== Takenlijst ==
**a)** Druk alsjeblieft het stuk uit het fragment af vanaf "Binnenland – Het" tot en met "Slachtoffermonitor mensenhandel 2013-2017.".
**b)** Hoeveel slachtoffers van mensenhandel waren er volgens het fragment in 2017 in beeld bij CoMensha?

== Fragment ==

◆ ◆ ◆

Binnenland – Het zicht op slachtoffers van mensenhandel is in 2017 niet verbeterd. De daling van het aantal slachtoffers dat in beeld is bij CoMensha (coördinatiecentrum tegen mensenhandel) die in 2014 is ingezet, is niet ten goede gekeerd in 2017: er zijn slechts 958 slachtoffers in beeld. Nationaal Rapporteur Mensenhandel Herman Bolhaar: ‘We moeten onze ogen hier niet voor sluiten. Mensenhandel heeft politieke topprioriteit, daarom is het van groot belang dat er meer slachtoffers in beeld komen en dat zij bescherming krijgen.’ Vandaag, op de Europese dag tegen Mensenhandel, publiceert hij de Slachtoffermonitor mensenhandel 2013-2017.

◆ ◆ ◆

== Vermelde records ==
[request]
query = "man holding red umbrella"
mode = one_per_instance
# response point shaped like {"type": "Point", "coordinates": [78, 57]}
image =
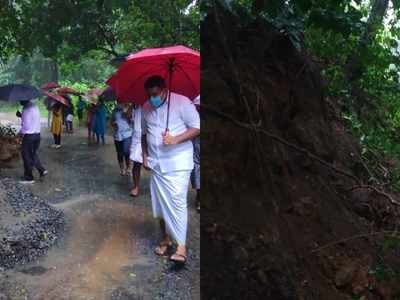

◆ ◆ ◆

== Antwoorden ==
**a)**
Binnenland – Het zicht op slachtoffers van mensenhandel is in 2017 niet verbeterd. De daling van het aantal slachtoffers dat in beeld is bij CoMensha (coördinatiecentrum tegen mensenhandel) die in 2014 is ingezet, is niet ten goede gekeerd in 2017: er zijn slechts 958 slachtoffers in beeld. Nationaal Rapporteur Mensenhandel Herman Bolhaar: ‘We moeten onze ogen hier niet voor sluiten. Mensenhandel heeft politieke topprioriteit, daarom is het van groot belang dat er meer slachtoffers in beeld komen en dat zij bescherming krijgen.’ Vandaag, op de Europese dag tegen Mensenhandel, publiceert hij de Slachtoffermonitor mensenhandel 2013-2017.

**b)** 958 slachtoffers.